Copy out the passage on frigate designs and fleet refits below word for word, keeping its paragraph break.

* TEXT UNDER STUDY:

※

But I believe we must make changes here in a number of ways. First, if we want to build a reasonable number of new ships in the future, we must devise much cheaper and simpler designs than the type 22 frigate. We must accelerate urgently—and I have provided funds in the programme for this—a new type of anti-submarine frigate, the type 23, built with an eye to export as well as Royal Navy needs, for we have not sold a major British warship of Royal Navy design for over a decade. I intend to pursue as well the possibility of still more cost-effective, smaller ships than the type 23.

Secondly, we can maintain our surface fleet at its present full strength only through a continuous programme of refits and major mid-life modernisations of older ships, requiring a huge and costly dockyard infrastructure. Typically, it can now cost up to £70 million to modernise an old Leander frigate, which is actually more than our target cost for the new type 23 frigate.

※

* INFORMATION PROVIDED:
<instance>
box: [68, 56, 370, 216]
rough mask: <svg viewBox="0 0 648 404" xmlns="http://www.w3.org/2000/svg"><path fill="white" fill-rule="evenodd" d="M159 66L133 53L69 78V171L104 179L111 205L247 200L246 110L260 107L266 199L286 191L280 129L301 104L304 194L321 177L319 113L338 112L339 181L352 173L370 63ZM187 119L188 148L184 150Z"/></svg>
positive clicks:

※

* EXERCISE OUTPUT:
But I believe we must make changes here in a number of ways. First, if we want to build a reasonable number of new ships in the future, we must devise much cheaper and simpler designs than the type 22 frigate. We must accelerate urgently—and I have provided funds in the programme for this—a new type of anti-submarine frigate, the type 23, built with an eye to export as well as Royal Navy needs, for we have not sold a major British warship of Royal Navy design for over a decade. I intend to pursue as well the possibility of still more cost-effective, smaller ships than the type 23.

Secondly, we can maintain our surface fleet at its present full strength only through a continuous programme of refits and major mid-life modernisations of older ships, requiring a huge and costly dockyard infrastructure. Typically, it can now cost up to £70 million to modernise an old Leander frigate, which is actually more than our target cost for the new type 23 frigate.